Goal of the exercise: Pull out every line of the listing below that contains the string "photograph", and copy each one in full. Letter case counts.

## Start Data for this exercise

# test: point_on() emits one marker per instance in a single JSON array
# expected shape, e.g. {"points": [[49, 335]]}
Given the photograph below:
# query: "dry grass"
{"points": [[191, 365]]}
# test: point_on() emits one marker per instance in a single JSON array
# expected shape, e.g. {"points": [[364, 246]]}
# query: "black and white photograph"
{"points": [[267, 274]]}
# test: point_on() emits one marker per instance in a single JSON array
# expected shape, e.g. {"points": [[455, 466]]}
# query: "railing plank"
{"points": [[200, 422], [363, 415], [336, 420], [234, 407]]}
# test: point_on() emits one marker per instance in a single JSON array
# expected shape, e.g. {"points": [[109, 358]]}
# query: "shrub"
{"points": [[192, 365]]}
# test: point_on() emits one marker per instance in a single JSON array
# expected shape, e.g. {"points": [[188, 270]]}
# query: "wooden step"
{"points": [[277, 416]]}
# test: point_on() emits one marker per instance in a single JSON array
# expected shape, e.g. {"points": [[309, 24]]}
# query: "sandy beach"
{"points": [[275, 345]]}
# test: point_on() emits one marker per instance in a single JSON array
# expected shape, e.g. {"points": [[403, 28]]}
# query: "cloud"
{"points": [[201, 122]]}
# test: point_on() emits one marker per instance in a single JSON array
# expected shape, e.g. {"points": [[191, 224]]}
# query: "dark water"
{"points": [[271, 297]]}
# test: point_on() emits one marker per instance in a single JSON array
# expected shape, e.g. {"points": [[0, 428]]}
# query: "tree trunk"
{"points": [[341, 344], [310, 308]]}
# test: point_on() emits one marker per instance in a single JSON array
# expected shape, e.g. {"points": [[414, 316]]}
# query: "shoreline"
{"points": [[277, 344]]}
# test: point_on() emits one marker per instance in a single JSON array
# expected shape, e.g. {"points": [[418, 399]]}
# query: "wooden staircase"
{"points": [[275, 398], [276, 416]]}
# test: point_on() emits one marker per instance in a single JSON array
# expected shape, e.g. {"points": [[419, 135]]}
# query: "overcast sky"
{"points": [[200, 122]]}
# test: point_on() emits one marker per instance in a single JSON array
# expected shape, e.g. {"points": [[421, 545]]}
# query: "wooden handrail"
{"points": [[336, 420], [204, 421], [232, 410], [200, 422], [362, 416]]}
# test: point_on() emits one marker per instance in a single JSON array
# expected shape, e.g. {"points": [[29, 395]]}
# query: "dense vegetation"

## End Data for this exercise

Task response:
Given the photograph below:
# query: "black and white photograph"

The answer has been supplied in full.